Records from a point labeling set:
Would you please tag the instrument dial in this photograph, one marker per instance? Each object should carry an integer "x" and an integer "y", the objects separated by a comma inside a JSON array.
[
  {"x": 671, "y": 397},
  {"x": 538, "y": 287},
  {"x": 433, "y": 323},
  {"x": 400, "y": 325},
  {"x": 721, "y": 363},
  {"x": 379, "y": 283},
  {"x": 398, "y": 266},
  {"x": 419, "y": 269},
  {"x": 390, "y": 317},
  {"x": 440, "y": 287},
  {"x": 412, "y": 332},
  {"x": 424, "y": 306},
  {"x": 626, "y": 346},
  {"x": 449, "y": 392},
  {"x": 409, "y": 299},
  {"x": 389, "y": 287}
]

__Instructions to follow__: Rewrite the records above, replacing "instrument dial" with "pressure gauge" and leaving every other part unchanged.

__Finished answer__:
Would you please tag the pressure gauge in this photograph, one marker per instance? Each object should carry an integer "x" and an integer "y", the objects separated by a comma inside a JSON array.
[
  {"x": 671, "y": 397},
  {"x": 538, "y": 287},
  {"x": 433, "y": 323},
  {"x": 400, "y": 325},
  {"x": 721, "y": 363},
  {"x": 379, "y": 283},
  {"x": 398, "y": 266},
  {"x": 419, "y": 269},
  {"x": 390, "y": 317},
  {"x": 440, "y": 287},
  {"x": 412, "y": 332},
  {"x": 424, "y": 306},
  {"x": 626, "y": 346},
  {"x": 449, "y": 392},
  {"x": 409, "y": 299},
  {"x": 389, "y": 287}
]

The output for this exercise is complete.